EXERCISE INPUT |

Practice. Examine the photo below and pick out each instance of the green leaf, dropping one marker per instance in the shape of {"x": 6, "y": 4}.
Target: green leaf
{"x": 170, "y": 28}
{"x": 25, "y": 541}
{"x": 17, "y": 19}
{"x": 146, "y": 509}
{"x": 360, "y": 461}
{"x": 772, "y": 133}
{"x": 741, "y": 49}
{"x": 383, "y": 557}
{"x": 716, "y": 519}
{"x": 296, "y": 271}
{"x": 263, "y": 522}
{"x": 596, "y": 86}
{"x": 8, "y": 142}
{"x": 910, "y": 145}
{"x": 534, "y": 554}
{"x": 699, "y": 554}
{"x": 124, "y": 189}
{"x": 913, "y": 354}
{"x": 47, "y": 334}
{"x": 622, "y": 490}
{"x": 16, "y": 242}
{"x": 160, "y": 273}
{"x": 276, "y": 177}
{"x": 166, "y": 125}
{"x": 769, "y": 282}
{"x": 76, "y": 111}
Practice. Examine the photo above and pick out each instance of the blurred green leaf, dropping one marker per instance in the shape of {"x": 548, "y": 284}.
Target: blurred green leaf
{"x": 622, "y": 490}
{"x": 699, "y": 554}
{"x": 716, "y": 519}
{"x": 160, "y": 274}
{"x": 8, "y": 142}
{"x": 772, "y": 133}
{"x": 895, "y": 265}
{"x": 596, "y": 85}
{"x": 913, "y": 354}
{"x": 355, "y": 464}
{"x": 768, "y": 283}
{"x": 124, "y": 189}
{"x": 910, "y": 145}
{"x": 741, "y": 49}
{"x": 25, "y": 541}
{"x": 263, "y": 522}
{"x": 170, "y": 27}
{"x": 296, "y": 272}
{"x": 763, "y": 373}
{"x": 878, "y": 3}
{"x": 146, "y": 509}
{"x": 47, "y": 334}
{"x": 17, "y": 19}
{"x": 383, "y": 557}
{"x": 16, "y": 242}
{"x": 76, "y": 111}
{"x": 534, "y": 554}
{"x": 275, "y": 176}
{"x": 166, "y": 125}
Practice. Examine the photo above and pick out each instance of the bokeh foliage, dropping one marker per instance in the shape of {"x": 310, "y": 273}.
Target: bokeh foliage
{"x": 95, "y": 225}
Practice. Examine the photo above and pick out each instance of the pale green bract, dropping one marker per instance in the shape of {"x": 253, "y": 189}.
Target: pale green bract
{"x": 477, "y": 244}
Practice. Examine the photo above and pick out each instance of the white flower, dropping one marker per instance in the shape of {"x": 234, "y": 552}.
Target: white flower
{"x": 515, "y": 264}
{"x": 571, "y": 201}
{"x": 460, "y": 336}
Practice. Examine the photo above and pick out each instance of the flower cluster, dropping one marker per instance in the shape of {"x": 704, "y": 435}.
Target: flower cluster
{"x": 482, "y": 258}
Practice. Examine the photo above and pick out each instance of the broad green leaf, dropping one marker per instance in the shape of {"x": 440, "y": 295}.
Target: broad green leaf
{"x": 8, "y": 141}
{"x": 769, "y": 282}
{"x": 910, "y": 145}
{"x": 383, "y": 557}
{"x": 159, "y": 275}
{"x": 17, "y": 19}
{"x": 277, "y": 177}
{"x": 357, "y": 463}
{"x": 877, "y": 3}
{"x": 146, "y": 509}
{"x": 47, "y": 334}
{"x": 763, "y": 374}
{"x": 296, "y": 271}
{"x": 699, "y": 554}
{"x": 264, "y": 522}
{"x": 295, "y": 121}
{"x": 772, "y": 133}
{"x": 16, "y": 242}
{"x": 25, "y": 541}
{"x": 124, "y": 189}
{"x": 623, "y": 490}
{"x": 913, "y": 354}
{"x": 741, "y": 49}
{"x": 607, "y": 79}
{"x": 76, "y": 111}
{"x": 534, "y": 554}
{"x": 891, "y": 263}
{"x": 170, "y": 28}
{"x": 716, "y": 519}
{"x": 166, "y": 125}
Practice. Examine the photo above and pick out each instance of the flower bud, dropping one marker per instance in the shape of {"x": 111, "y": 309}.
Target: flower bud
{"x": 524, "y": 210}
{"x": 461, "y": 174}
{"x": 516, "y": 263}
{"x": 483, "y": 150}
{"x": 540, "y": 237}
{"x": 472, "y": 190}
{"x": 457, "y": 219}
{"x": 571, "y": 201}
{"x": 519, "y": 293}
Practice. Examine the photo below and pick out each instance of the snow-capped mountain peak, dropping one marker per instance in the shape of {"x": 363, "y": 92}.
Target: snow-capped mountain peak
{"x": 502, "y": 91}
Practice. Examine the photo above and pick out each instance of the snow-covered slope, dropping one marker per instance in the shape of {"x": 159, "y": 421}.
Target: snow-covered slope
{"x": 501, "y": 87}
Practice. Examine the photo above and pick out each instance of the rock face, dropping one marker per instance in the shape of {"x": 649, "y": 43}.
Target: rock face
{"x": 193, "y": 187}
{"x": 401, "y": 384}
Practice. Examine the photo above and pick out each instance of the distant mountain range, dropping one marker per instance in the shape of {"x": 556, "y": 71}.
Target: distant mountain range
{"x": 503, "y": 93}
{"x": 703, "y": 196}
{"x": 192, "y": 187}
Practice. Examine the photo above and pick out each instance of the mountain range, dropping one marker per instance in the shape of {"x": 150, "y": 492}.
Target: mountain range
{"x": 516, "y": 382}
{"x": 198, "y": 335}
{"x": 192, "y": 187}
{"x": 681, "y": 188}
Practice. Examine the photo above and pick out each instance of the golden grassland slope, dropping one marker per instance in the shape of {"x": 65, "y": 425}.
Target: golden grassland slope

EXERCISE DESCRIPTION | The required output is each line from the one with "Target: rock face" through the end of the material above, repeated exactly with both ends included.

SOLVED PROBLEM |
Target: rock face
{"x": 193, "y": 187}
{"x": 401, "y": 384}
Practice. Examine the photo above and pick out each instance of the distant mountain range, dropping one marker per instance in the shape of {"x": 556, "y": 71}.
Target: distant mountain range
{"x": 503, "y": 93}
{"x": 703, "y": 196}
{"x": 192, "y": 187}
Practice. Examine the photo above and pick out each instance of the mountain range, dropping one marker per instance in the shape of {"x": 150, "y": 492}.
Target: mountain range
{"x": 516, "y": 382}
{"x": 198, "y": 335}
{"x": 192, "y": 187}
{"x": 681, "y": 188}
Practice. Examine the photo above and pick out each instance of the golden grassland slope, dropping one marker per instance in the shape of {"x": 65, "y": 425}.
Target: golden grassland slope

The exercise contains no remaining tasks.